REQUIRED TASK:
Pull out each line of the listing below that contains the string "asphalt". Matches are case-sensitive.

MATERIAL PROVIDED:
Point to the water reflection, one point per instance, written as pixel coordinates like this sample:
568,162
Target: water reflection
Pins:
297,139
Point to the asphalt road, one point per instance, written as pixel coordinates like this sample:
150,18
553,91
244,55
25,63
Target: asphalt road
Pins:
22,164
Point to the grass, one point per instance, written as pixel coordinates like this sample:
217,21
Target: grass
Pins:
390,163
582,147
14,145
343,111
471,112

---

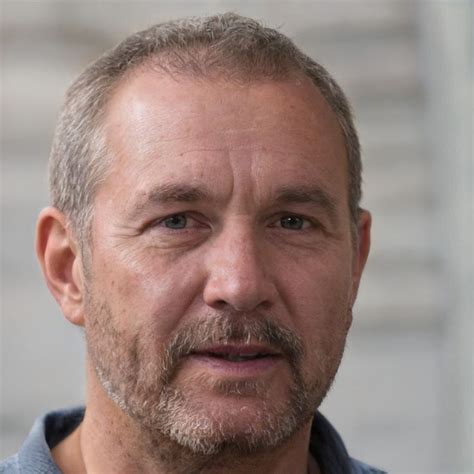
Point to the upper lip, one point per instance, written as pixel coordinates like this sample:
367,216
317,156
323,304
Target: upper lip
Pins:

CORRECT ANSWER:
Point to the asphalt road, one point per instance, written as pixel coordinates like this sample:
Target: asphalt road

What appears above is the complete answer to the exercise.